### Task goal:
Would you please reproduce all the entries exactly, leaving the pictures out?

### Recorded data:
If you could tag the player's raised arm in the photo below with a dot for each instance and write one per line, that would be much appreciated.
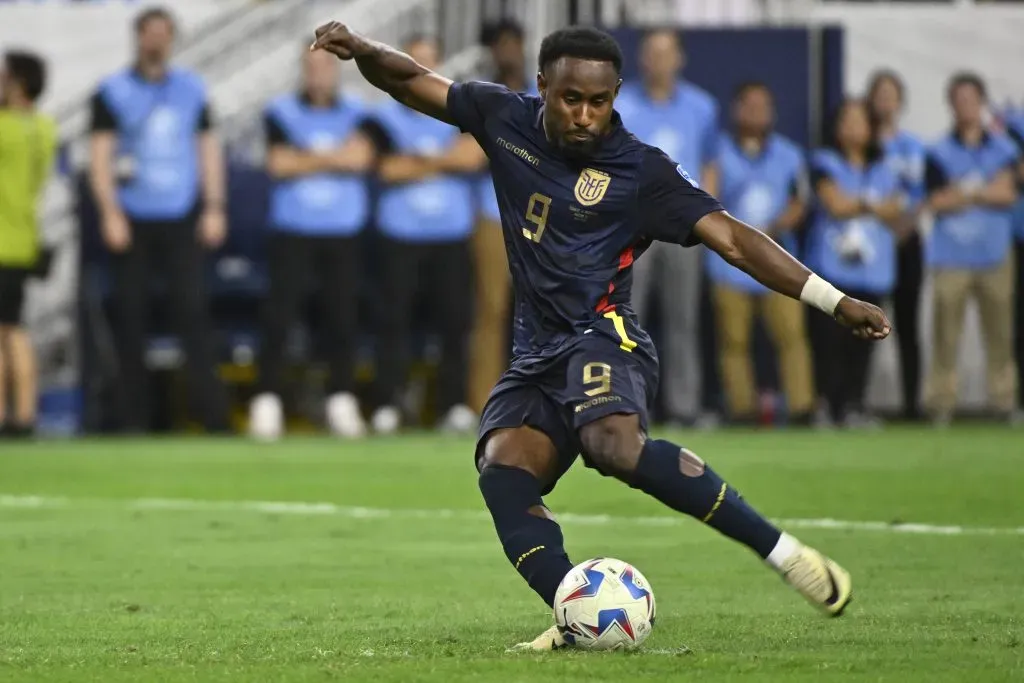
(679, 211)
(388, 69)
(752, 251)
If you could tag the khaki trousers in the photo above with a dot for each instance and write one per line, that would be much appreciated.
(783, 317)
(488, 341)
(993, 290)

### Task output:
If you could tag the player's raised arm in the photo below with a dot for each instance and write one per line, that would be much appreciated.
(679, 211)
(388, 69)
(752, 251)
If you could tag the khaki trousers in the photo above with a dot for each instance and write one per line, that would be much appreciated.
(783, 317)
(488, 341)
(993, 290)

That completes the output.